**ABOUT THIS EXERCISE**
Each record is to be copied exactly as written.

**RECORDS FOR THE EXERCISE**

──────────

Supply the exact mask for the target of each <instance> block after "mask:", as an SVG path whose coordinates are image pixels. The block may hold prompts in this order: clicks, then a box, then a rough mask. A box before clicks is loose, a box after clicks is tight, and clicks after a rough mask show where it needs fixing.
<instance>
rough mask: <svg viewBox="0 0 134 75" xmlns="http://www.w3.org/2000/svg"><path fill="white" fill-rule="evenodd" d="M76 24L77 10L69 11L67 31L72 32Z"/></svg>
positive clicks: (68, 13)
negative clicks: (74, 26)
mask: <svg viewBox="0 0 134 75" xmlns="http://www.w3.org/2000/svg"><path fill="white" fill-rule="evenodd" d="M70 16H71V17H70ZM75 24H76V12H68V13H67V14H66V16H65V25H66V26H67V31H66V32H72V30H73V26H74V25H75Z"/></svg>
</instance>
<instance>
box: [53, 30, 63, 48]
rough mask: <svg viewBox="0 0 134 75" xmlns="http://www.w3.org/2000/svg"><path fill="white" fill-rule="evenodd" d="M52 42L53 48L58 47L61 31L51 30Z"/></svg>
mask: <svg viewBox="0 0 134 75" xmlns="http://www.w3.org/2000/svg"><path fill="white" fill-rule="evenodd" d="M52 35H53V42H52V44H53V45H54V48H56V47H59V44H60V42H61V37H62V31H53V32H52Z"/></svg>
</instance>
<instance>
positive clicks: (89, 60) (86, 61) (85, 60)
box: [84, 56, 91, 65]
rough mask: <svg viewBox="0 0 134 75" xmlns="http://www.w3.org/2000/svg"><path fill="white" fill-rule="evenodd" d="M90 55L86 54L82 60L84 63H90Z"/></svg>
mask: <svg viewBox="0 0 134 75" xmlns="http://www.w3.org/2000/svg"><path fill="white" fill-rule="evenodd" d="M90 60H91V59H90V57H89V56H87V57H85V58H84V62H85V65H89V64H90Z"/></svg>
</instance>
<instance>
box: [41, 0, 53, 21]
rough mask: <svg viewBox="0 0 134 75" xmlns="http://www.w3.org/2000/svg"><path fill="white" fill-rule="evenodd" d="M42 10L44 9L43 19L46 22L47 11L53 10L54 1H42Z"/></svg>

──────────

**REPLY**
Supply the exact mask for the target of each <instance> block after "mask:", as an SVG path whose coordinates are image pixels. The block may hold prompts in this order: clicks, then a box, then a rough mask. A box before clicks is loose, a box after clicks is tight, and clicks after a rough mask show where it needs fixing.
<instance>
rough mask: <svg viewBox="0 0 134 75" xmlns="http://www.w3.org/2000/svg"><path fill="white" fill-rule="evenodd" d="M76 24L77 10L69 11L67 31L72 32Z"/></svg>
positive clicks: (68, 13)
negative clicks: (74, 26)
mask: <svg viewBox="0 0 134 75" xmlns="http://www.w3.org/2000/svg"><path fill="white" fill-rule="evenodd" d="M70 16H71V17H70ZM75 24H76V12H68V13H67V14H66V16H65V25H66V26H67V31H66V32H72V30H73V26H74V25H75Z"/></svg>
</instance>
<instance>
box: [53, 30, 63, 48]
rough mask: <svg viewBox="0 0 134 75" xmlns="http://www.w3.org/2000/svg"><path fill="white" fill-rule="evenodd" d="M52 42L53 48L58 47L61 31L51 30Z"/></svg>
mask: <svg viewBox="0 0 134 75" xmlns="http://www.w3.org/2000/svg"><path fill="white" fill-rule="evenodd" d="M52 35H53V42H52V44H53V45H54V48H56V47H59V44H60V42H61V37H62V31H53V32H52Z"/></svg>
</instance>
<instance>
positive clicks: (89, 60) (86, 61) (85, 60)
box: [84, 56, 91, 65]
rough mask: <svg viewBox="0 0 134 75" xmlns="http://www.w3.org/2000/svg"><path fill="white" fill-rule="evenodd" d="M90 55L86 54L82 60L84 63H90Z"/></svg>
mask: <svg viewBox="0 0 134 75" xmlns="http://www.w3.org/2000/svg"><path fill="white" fill-rule="evenodd" d="M90 60H91V59H90V57H89V56H87V57H85V58H84V62H85V65H89V64H90Z"/></svg>
</instance>
<instance>
box: [41, 0, 53, 21]
rough mask: <svg viewBox="0 0 134 75" xmlns="http://www.w3.org/2000/svg"><path fill="white" fill-rule="evenodd" d="M42 10L44 9L43 19L46 22L47 11L53 10L54 1H42Z"/></svg>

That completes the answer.